▶ [Pointing entries for named objects]:
++++

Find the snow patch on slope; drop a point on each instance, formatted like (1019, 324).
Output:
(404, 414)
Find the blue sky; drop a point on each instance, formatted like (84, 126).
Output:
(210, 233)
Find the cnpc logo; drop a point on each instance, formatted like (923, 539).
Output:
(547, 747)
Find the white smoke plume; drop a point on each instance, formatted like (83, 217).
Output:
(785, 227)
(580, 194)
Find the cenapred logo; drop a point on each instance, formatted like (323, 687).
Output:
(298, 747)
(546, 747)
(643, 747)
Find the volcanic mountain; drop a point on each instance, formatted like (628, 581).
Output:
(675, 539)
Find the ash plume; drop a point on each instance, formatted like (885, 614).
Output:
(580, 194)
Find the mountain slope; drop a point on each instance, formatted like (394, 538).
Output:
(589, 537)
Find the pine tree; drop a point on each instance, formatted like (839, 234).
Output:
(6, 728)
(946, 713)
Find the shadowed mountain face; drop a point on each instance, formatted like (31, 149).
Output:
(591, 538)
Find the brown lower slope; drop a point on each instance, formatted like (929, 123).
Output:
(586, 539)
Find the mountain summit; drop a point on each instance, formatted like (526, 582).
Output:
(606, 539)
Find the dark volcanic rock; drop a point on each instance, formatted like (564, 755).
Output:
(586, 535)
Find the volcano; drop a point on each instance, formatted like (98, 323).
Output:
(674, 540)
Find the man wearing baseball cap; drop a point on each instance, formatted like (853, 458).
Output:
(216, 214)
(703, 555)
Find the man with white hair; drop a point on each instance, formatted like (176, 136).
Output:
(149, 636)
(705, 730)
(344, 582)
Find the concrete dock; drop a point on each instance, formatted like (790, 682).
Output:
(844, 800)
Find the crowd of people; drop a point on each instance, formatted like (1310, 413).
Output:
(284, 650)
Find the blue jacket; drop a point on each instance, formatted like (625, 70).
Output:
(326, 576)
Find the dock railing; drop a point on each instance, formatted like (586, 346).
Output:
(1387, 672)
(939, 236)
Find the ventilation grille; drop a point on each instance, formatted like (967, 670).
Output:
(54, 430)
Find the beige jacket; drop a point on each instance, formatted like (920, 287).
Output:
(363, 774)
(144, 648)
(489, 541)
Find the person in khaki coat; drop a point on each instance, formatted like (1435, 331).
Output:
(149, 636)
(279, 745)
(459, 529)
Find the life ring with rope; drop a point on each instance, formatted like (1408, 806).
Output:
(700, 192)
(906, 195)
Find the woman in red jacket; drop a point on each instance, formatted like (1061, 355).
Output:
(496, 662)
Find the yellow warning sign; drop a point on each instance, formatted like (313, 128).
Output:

++++

▶ [GOAL OF THE EXERCISE]: Switch "drop a point" to "place a marker" throughout the rows above, and reproduce every row with nothing else changed.

▶ [ANSWER TO THIS PROBLEM]:
Find the snow patch on slope; place a marker on each instance, formatted like (1019, 324).
Output:
(404, 414)
Find the blue sky; place a marker on each instance, formatted like (84, 126).
Output:
(210, 233)
Find the cnpc logo; place a marker on each instance, formatted like (923, 539).
Output:
(547, 747)
Find the white smoke plume; place a marker on each instance, formatted like (83, 217).
Output:
(785, 227)
(580, 194)
Find the cenapred logo; place a marker on each instance, formatted like (323, 687).
Output:
(298, 747)
(546, 747)
(643, 747)
Find the volcanic mountain; place a marker on each instance, formatted like (628, 581).
Output:
(675, 539)
Find the ash plume; place a marker on each instance, formatted like (885, 614).
Output:
(580, 194)
Find the mountain slope; place a marker on each instance, formatted like (394, 538).
Output:
(589, 537)
Find the pine tree; place a marker on each instance, formatted like (839, 234).
Output:
(6, 728)
(946, 713)
Find the shadowed mountain face; place a marker on each instance, formatted like (31, 149).
Output:
(591, 538)
Find the brown lower slope; place a marker on each instance, formatted like (929, 123).
Output:
(586, 539)
Find the mountain summit; place a marker on each instance, formatted like (526, 582).
Output:
(606, 539)
Find the dark volcanic rock; place a marker on each instance, formatted like (564, 755).
Output:
(586, 535)
Find the volcano; place a marker on each instance, formatted like (98, 323).
Output:
(674, 540)
Find the man wearing baseball cap; place a marker on each instance, formatted like (853, 458).
Output:
(216, 214)
(703, 555)
Find the man with white hair; place a marker on each instance, formatted like (176, 136).
Output:
(149, 636)
(705, 730)
(344, 582)
Find the concrete dock; place a marker on each instance, formatted like (790, 682).
Output:
(844, 800)
Find the crowd of people; place a marker on each instance, formatted like (1310, 413).
Output:
(284, 650)
Find the blue jacket; place a marker on each instance, formatted like (625, 70).
Output:
(326, 576)
Find the dock railing; place a marker on each instance, formatted like (586, 346).
Output:
(1387, 672)
(939, 236)
Find the ventilation grille; place a marker on each instance, formatted like (967, 670).
Output:
(54, 430)
Find the beige jacket; place a marker on each instance, formatted like (920, 287).
Output:
(363, 774)
(144, 648)
(489, 541)
Find the person in khaki coat; place a marker on each instance, formatted like (1435, 331).
Output:
(149, 636)
(279, 745)
(459, 529)
Find the life ring with rope; place a marker on each instance, formatted like (1408, 806).
Output:
(700, 192)
(906, 195)
Find the woman in red jacket; place a marker on each instance, formatted like (1061, 355).
Output:
(496, 662)
Find the yellow warning sign; place a marker on each instance, formatted like (313, 128).
Output:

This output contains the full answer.